_WRITTEN EXERCISE_
The records below must be retyped exactly.

>> start RECORDS TO USE

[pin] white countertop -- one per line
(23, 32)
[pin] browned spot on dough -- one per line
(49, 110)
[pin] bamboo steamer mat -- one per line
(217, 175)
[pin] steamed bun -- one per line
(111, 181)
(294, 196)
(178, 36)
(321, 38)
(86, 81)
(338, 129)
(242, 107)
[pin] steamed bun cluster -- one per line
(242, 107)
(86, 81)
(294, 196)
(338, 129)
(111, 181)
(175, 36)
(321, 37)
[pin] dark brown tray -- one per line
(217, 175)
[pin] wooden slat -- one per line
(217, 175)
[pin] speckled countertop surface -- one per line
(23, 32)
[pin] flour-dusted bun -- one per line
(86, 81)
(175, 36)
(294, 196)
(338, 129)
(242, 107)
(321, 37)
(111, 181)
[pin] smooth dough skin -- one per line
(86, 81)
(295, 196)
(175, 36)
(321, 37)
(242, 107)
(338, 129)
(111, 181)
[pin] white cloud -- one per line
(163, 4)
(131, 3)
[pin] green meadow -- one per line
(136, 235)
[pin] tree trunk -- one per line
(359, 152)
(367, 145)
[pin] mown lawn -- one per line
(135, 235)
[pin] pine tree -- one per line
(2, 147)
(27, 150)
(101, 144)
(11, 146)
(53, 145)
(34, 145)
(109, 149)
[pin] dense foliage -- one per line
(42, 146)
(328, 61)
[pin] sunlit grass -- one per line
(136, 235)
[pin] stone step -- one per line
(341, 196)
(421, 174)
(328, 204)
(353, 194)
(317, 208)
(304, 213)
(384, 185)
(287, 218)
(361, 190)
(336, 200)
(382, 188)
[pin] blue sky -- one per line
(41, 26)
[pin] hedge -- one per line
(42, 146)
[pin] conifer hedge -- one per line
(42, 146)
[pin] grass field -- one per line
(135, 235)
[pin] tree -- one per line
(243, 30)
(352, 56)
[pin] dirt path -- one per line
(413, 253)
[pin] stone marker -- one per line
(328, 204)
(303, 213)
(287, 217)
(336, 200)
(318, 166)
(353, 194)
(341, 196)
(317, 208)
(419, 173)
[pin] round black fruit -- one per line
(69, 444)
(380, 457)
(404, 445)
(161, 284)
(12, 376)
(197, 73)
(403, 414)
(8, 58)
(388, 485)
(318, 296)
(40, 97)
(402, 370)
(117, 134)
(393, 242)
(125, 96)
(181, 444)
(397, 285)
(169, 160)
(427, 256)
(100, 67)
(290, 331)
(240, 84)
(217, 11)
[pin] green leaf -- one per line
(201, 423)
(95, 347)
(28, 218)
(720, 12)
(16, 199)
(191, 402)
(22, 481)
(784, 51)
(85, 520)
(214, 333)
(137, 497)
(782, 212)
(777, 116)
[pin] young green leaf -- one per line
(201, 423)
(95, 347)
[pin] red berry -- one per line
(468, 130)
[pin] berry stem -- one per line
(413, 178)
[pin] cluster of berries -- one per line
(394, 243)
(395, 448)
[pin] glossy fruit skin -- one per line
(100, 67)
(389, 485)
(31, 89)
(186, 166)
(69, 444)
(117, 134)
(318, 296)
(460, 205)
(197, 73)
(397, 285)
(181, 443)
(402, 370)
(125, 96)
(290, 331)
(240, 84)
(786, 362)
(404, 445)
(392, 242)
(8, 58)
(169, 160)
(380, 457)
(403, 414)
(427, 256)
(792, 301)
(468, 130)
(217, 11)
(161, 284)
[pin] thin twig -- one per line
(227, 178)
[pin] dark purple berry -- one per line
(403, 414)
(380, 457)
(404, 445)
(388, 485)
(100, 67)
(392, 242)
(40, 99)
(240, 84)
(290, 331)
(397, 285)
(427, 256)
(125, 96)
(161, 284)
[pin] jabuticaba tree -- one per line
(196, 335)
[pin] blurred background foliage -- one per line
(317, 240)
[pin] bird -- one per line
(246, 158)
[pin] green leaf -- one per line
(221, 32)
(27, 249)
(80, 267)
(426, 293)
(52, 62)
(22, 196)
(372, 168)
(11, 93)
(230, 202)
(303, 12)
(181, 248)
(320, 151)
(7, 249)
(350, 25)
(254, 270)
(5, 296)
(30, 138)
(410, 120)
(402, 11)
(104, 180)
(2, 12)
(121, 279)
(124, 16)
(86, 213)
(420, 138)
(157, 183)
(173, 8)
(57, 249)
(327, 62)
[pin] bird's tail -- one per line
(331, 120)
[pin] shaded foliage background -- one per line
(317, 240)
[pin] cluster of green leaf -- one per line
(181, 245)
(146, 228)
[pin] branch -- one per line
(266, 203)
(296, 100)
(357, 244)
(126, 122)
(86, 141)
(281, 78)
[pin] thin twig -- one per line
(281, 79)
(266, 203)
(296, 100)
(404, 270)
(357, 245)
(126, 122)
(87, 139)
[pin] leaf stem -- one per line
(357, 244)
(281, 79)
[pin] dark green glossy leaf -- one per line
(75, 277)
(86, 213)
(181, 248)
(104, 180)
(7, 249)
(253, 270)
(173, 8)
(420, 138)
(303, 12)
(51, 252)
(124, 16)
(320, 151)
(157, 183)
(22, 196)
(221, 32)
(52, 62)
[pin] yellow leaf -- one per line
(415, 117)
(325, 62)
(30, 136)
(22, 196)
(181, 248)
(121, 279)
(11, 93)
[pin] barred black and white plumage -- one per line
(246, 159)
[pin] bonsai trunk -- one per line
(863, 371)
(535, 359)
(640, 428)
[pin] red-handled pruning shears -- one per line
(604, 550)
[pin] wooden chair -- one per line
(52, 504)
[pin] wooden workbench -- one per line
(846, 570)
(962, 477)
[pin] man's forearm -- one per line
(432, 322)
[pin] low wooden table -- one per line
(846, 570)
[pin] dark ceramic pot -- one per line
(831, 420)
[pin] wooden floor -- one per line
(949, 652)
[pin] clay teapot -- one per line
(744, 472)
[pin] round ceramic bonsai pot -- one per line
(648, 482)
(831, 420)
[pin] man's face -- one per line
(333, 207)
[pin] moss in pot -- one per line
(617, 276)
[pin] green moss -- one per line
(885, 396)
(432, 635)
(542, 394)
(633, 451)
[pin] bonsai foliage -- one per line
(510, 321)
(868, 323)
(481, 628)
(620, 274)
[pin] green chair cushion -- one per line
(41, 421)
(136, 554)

>> end RECORDS TO USE

_SOLUTION FOR THIS PROBLEM_
[pin] white countertop -- one per line
(23, 32)
[pin] browned spot on dough -- one per line
(49, 110)
[pin] bamboo steamer mat -- one per line
(217, 175)
[pin] steamed bun -- one per line
(111, 181)
(294, 196)
(178, 36)
(321, 38)
(86, 81)
(338, 129)
(242, 107)
[pin] steamed bun cluster -- one per line
(242, 107)
(86, 81)
(294, 196)
(338, 129)
(111, 181)
(175, 36)
(321, 37)
[pin] dark brown tray -- one per line
(217, 175)
[pin] wooden slat -- one per line
(217, 175)
[pin] speckled countertop surface -- one per line
(23, 32)
[pin] flour-dusted bun -- one per line
(86, 81)
(175, 36)
(294, 196)
(338, 129)
(242, 107)
(321, 37)
(111, 181)
[pin] smooth dough skin -- one per line
(86, 81)
(295, 196)
(175, 36)
(321, 37)
(242, 107)
(338, 129)
(111, 181)
[pin] white cloud -- one per line
(163, 4)
(131, 3)
[pin] green meadow -- one per line
(136, 235)
[pin] tree trunk -- one per line
(359, 152)
(367, 145)
[pin] mown lawn -- one per line
(135, 235)
[pin] pine tree -- one per line
(2, 147)
(27, 150)
(101, 144)
(11, 146)
(53, 145)
(34, 145)
(109, 149)
[pin] dense foliage -- one per line
(42, 146)
(328, 61)
[pin] sunlit grass -- one per line
(136, 235)
[pin] stone step -- one per line
(341, 196)
(421, 174)
(328, 204)
(353, 194)
(317, 208)
(304, 213)
(384, 185)
(287, 218)
(361, 190)
(336, 200)
(382, 188)
[pin] blue sky -- one per line
(41, 26)
[pin] hedge -- one per line
(42, 146)
[pin] conifer hedge -- one per line
(42, 146)
[pin] grass field -- one per line
(135, 235)
[pin] tree -- one per line
(243, 30)
(352, 56)
[pin] dirt path -- one per line
(413, 253)
[pin] stone marker -- one per line
(328, 204)
(303, 213)
(287, 217)
(336, 200)
(318, 166)
(353, 194)
(341, 196)
(317, 208)
(419, 173)
[pin] round black fruit -- one per line
(69, 444)
(380, 457)
(404, 445)
(161, 284)
(12, 376)
(197, 73)
(403, 414)
(8, 58)
(388, 485)
(318, 296)
(40, 97)
(402, 370)
(117, 134)
(393, 242)
(125, 96)
(181, 444)
(397, 285)
(169, 160)
(427, 256)
(100, 67)
(290, 331)
(240, 84)
(217, 11)
[pin] green leaf -- one per line
(201, 423)
(95, 347)
(28, 218)
(720, 12)
(16, 199)
(191, 402)
(22, 481)
(784, 51)
(85, 520)
(214, 333)
(137, 497)
(782, 212)
(777, 116)
[pin] young green leaf -- one per line
(201, 423)
(95, 347)
[pin] red berry -- one per line
(468, 130)
[pin] berry stem -- one per line
(413, 178)
[pin] cluster of berries -- one per line
(394, 243)
(395, 448)
[pin] glossy fruit skin -- one per line
(100, 67)
(389, 485)
(31, 89)
(186, 166)
(69, 444)
(117, 134)
(318, 296)
(460, 205)
(197, 73)
(397, 285)
(181, 443)
(402, 370)
(125, 96)
(290, 331)
(240, 84)
(786, 362)
(404, 445)
(392, 242)
(8, 58)
(169, 160)
(380, 457)
(403, 414)
(427, 256)
(792, 301)
(468, 130)
(217, 11)
(161, 284)
[pin] thin twig -- one per line
(227, 178)
[pin] dark purple berry -- one per line
(403, 414)
(380, 457)
(404, 445)
(388, 485)
(100, 67)
(392, 242)
(40, 99)
(240, 84)
(290, 331)
(397, 285)
(427, 256)
(125, 96)
(161, 284)
[pin] jabuticaba tree -- one per line
(196, 335)
[pin] blurred background foliage -- one per line
(317, 240)
[pin] bird -- one per line
(246, 158)
[pin] green leaf -- one per line
(221, 32)
(27, 249)
(80, 267)
(426, 293)
(52, 62)
(22, 196)
(372, 168)
(11, 93)
(230, 202)
(303, 12)
(181, 248)
(320, 151)
(7, 249)
(350, 25)
(254, 270)
(5, 296)
(30, 138)
(410, 120)
(402, 11)
(104, 180)
(2, 12)
(121, 279)
(124, 16)
(86, 213)
(420, 138)
(157, 183)
(173, 8)
(57, 249)
(327, 62)
[pin] bird's tail -- one per line
(331, 120)
[pin] shaded foliage background -- one per line
(317, 240)
[pin] cluster of green leaf -- one per line
(181, 245)
(146, 228)
[pin] branch -- one per line
(266, 203)
(296, 100)
(357, 244)
(126, 122)
(86, 141)
(281, 78)
[pin] thin twig -- one per line
(281, 79)
(266, 203)
(296, 100)
(404, 270)
(357, 245)
(126, 122)
(87, 139)
[pin] leaf stem -- one per line
(357, 244)
(281, 79)
[pin] dark green glossy leaf -- one per line
(75, 277)
(86, 213)
(181, 248)
(104, 180)
(7, 249)
(253, 270)
(173, 8)
(420, 138)
(303, 12)
(51, 252)
(124, 16)
(320, 151)
(157, 183)
(22, 196)
(221, 32)
(52, 62)
[pin] yellow leaf -- one per line
(415, 117)
(325, 62)
(30, 136)
(22, 196)
(181, 248)
(121, 279)
(11, 93)
[pin] barred black and white plumage -- one per line
(246, 159)
[pin] bonsai trunk -- one per line
(863, 371)
(535, 359)
(640, 428)
[pin] red-handled pruning shears -- one per line
(604, 550)
[pin] wooden chair -- one per line
(52, 504)
[pin] wooden workbench -- one per line
(846, 570)
(962, 477)
[pin] man's forearm -- one per line
(432, 322)
[pin] low wooden table -- one per line
(846, 570)
[pin] dark ceramic pot -- one per line
(831, 420)
[pin] wooden floor -- one per line
(949, 652)
[pin] clay teapot -- one per line
(744, 472)
[pin] round ceramic bonsai pot -- one per line
(648, 482)
(831, 420)
[pin] man's face -- one per line
(333, 207)
[pin] moss in pot -- one per line
(617, 276)
[pin] green moss -- one per line
(885, 396)
(432, 635)
(542, 394)
(633, 451)
[pin] bonsai foliage -- one per line
(510, 321)
(868, 323)
(481, 628)
(620, 274)
[pin] green chair cushion -- one per line
(41, 421)
(136, 554)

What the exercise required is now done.